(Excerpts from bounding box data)
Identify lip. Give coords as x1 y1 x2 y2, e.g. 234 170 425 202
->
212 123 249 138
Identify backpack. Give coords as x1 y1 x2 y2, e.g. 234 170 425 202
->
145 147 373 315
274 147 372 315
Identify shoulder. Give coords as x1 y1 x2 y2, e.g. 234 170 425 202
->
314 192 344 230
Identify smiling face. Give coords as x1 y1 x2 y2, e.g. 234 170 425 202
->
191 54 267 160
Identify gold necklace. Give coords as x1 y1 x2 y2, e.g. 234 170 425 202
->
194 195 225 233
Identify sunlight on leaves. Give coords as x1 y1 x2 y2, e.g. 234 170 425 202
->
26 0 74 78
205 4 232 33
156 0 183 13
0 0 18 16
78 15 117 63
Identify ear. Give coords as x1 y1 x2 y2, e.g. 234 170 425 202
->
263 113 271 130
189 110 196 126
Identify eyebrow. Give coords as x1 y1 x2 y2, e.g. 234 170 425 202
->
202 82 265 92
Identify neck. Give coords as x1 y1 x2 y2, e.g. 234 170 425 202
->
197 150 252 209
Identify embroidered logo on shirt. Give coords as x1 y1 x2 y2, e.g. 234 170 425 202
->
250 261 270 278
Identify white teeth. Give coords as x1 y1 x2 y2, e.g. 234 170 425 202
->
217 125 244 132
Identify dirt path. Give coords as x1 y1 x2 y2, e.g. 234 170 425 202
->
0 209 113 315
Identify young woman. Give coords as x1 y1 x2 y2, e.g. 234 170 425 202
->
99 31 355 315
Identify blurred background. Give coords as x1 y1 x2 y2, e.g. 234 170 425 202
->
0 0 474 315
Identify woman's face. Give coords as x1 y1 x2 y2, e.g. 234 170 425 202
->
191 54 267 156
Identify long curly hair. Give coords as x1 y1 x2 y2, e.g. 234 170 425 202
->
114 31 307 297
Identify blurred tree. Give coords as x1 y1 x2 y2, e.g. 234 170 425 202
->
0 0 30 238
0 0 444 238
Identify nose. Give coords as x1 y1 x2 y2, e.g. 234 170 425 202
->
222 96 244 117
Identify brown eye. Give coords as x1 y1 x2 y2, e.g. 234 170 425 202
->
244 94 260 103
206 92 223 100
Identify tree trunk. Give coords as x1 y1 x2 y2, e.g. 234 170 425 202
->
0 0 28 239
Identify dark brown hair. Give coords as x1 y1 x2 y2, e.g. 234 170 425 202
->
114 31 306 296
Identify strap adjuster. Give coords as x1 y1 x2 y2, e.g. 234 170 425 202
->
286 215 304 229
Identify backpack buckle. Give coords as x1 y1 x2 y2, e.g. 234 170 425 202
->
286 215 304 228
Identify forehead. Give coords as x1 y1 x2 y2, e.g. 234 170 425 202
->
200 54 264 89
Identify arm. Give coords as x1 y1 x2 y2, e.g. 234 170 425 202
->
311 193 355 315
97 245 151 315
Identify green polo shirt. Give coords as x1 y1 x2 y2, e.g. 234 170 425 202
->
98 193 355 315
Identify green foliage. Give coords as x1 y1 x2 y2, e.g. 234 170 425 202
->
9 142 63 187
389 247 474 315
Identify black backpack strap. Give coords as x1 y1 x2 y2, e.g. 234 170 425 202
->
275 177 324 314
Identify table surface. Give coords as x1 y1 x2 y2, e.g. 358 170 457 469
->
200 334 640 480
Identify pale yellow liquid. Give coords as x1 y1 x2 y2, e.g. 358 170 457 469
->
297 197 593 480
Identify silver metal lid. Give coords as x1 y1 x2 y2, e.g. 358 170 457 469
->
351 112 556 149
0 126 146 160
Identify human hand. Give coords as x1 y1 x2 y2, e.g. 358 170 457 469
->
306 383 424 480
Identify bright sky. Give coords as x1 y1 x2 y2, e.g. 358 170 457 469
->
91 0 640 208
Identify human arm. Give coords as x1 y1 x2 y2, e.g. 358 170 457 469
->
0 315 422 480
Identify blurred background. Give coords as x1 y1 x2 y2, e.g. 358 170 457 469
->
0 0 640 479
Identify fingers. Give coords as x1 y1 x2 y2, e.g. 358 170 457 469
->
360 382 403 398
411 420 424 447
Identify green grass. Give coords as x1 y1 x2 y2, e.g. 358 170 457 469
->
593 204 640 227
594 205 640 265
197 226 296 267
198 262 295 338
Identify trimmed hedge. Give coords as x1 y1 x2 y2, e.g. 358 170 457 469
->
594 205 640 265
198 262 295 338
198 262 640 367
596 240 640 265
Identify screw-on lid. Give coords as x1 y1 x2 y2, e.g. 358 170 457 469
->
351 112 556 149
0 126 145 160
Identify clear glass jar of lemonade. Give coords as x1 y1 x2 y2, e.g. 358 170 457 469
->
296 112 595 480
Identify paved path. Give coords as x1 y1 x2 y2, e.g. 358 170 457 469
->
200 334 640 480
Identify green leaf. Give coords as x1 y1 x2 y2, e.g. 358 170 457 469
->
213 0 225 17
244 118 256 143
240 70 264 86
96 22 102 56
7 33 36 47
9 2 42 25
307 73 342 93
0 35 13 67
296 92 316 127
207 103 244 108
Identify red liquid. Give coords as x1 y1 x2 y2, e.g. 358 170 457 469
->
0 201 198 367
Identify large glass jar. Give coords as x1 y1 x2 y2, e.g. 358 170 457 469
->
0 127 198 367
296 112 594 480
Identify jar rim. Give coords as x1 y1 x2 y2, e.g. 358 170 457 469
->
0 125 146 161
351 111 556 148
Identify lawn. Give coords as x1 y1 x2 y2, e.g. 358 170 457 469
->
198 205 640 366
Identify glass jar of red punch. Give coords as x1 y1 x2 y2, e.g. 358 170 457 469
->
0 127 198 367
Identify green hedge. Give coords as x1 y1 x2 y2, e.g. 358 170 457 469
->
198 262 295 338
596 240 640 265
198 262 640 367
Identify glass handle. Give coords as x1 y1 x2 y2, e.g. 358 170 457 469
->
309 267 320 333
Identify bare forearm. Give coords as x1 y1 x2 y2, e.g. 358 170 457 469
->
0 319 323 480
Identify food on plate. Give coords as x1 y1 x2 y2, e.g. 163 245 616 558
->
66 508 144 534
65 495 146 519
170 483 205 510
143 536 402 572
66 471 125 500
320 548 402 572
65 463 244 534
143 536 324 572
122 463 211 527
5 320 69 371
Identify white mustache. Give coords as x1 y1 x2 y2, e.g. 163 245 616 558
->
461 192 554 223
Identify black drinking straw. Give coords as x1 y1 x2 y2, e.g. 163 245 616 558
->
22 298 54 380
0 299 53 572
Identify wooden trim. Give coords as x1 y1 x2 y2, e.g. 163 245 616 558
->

* GOAL *
Copy out the lines above exactly as they appear.

* WRITTEN REPLY *
Identify lip. Give coords as x1 y1 x2 y2, e.g. 234 170 425 202
->
212 123 249 138
Identify backpack. Give coords as x1 y1 x2 y2, e.g. 234 170 425 202
->
145 147 373 315
274 147 372 315
Identify shoulder. Give coords as x1 y1 x2 y2, e.g. 234 170 425 202
->
314 192 344 230
Identify smiling face. Give coords as x1 y1 x2 y2, e.g. 234 170 425 202
->
191 54 267 160
Identify gold necklace. Give coords as x1 y1 x2 y2, e.g. 234 170 425 202
->
194 195 225 233
Identify sunlight on leaves. Give coords as x1 y1 x2 y2, e.g. 234 170 425 202
->
26 0 74 78
205 4 232 33
156 0 183 13
0 0 18 16
78 15 117 63
Identify ear. Give coords as x1 y1 x2 y2, e.g. 234 170 425 202
->
263 113 271 130
189 110 196 126
Identify eyebrow. Give coords as x1 y1 x2 y2, e.g. 234 170 425 202
->
202 82 265 92
Identify neck. Give coords as x1 y1 x2 y2, e.g. 234 170 425 202
->
197 150 252 209
Identify embroidered logo on shirt. Give coords as x1 y1 x2 y2, e.g. 234 170 425 202
->
250 261 270 278
Identify white teeth. Give coords as x1 y1 x2 y2, e.g. 234 170 425 202
->
217 125 244 132
Identify dirt path. Give coords as x1 y1 x2 y2, e.g. 234 170 425 202
->
0 209 113 315
Identify young woman. Give coords as x1 y1 x2 y2, e.g. 234 170 425 202
->
99 31 355 315
Identify blurred background. Give coords as x1 y1 x2 y2, e.g. 234 170 425 202
->
0 0 474 315
Identify woman's face. Give coords as x1 y1 x2 y2, e.g. 234 170 425 202
->
191 54 267 156
Identify long curly hair. Give coords as x1 y1 x2 y2, e.g. 234 170 425 202
->
114 31 307 297
Identify blurred tree. Give coords as x1 y1 x2 y2, e.g. 234 170 425 202
->
0 0 30 238
0 0 444 238
Identify nose. Give coords as x1 y1 x2 y2, e.g. 234 170 425 202
->
222 96 244 117
Identify brown eye. Give coords as x1 y1 x2 y2, e.g. 234 170 425 202
->
244 94 260 103
206 92 223 100
Identify tree trunk. Give coords as x1 y1 x2 y2, e.g. 234 170 425 202
->
0 0 28 239
Identify dark brown hair. Give coords as x1 y1 x2 y2, e.g. 234 170 425 202
->
114 31 306 296
Identify strap adjuster. Give coords as x1 y1 x2 y2, e.g. 234 170 425 202
->
286 215 304 229
Identify backpack buckle. Give coords as x1 y1 x2 y2, e.g. 234 170 425 202
->
286 215 304 228
Identify forehead. Give coords as x1 y1 x2 y2, e.g. 234 170 425 202
->
200 54 264 89
Identify arm. Give coords as x1 y1 x2 y2, e.g. 234 170 425 202
->
311 193 355 315
97 245 151 315
Identify green polo shirt. Give coords as x1 y1 x2 y2, e.g. 234 170 425 202
->
98 193 355 315
Identify green foliage. Give coords as x1 y1 x2 y2, e.g. 234 170 425 202
->
9 142 63 187
389 247 474 315
Identify black backpack strap. Give coords as x1 y1 x2 y2, e.g. 234 170 425 202
->
275 177 324 314
Identify table surface. Give coords as x1 y1 x2 y2, e.g. 358 170 457 469
->
200 334 640 480
Identify pale yellow liquid. Give coords as x1 y1 x2 y2, e.g. 358 170 457 469
->
297 197 593 480
Identify silver metal lid. Give coords as x1 y1 x2 y2, e.g. 358 170 457 469
->
351 112 556 149
0 126 146 160
Identify human hand. Give coords as x1 y1 x2 y2, e.g. 358 170 457 469
->
306 383 424 480
Identify bright sky. Give coords as x1 y1 x2 y2, e.g. 358 170 457 469
->
91 0 640 208
Identify human arm. Give coords as x1 y1 x2 y2, e.g. 358 170 457 469
->
0 315 422 480
Identify blurred background. Give coords as x1 y1 x2 y2, e.g. 358 170 457 469
->
0 0 640 479
Identify fingers. Give coords as x1 y1 x2 y2, e.g. 358 170 457 469
->
360 382 403 398
411 420 424 447
Identify green grass. Give coords as x1 y1 x2 y2, e.g. 358 170 457 469
->
593 204 640 227
594 205 640 265
197 226 296 267
198 262 295 338
Identify trimmed hedge. Give coords as x1 y1 x2 y2, e.g. 358 170 457 469
->
594 205 640 265
198 262 295 338
198 262 640 367
596 240 640 265
Identify screw-on lid. Give coords as x1 y1 x2 y2, e.g. 358 170 457 469
->
351 112 556 149
0 126 145 160
Identify clear glass jar of lemonade. Give coords as x1 y1 x2 y2, e.g. 358 170 457 469
->
296 112 595 480
Identify paved path. Give coords as x1 y1 x2 y2, e.g. 358 170 457 469
->
200 334 640 480
Identify green leaf. Give coords as x1 y1 x2 y2, e.g. 358 170 457 469
->
213 0 225 17
244 118 256 143
240 70 264 86
96 22 102 56
7 33 36 47
9 2 42 25
307 73 342 93
0 35 13 67
296 92 316 127
207 103 244 108
Identify red liquid. Give coords as x1 y1 x2 y2, e.g. 358 170 457 469
->
0 201 198 367
Identify large glass jar. Give coords as x1 y1 x2 y2, e.g. 358 170 457 469
->
0 127 198 367
296 112 594 480
Identify jar rim. Give coords as x1 y1 x2 y2, e.g. 358 170 457 469
->
0 125 146 161
351 111 556 148
Identify lawn. Give coords as x1 y1 x2 y2, e.g. 358 170 457 469
->
198 205 640 366
Identify glass jar of red punch. Give coords as x1 y1 x2 y2, e.g. 358 170 457 469
->
0 127 198 367
Identify green hedge. Give coords as x1 y1 x2 y2, e.g. 358 170 457 469
->
198 262 295 338
596 240 640 265
198 262 640 367
Identify glass handle. Give coords as x1 y1 x2 y2, e.g. 358 170 457 469
->
309 267 320 333
Identify bare forearm. Give coords as x1 y1 x2 y2, e.g. 358 170 457 469
->
0 319 323 480
Identify food on plate. Give coords as x1 y1 x2 y2, e.g. 163 245 616 558
->
66 508 144 534
65 495 146 519
170 483 205 510
143 536 402 572
66 471 125 500
320 548 402 572
65 463 244 534
143 536 324 572
122 463 211 527
5 320 69 371
Identify white mustache. Give coords as x1 y1 x2 y2, e.g. 163 245 616 558
->
461 192 554 223
Identify black drinking straw. Give coords as x1 y1 x2 y2, e.g. 163 245 616 558
->
22 298 54 380
0 299 53 572
Identify wooden trim. Give coords as x1 y1 x2 y2, e.g. 163 245 616 558
->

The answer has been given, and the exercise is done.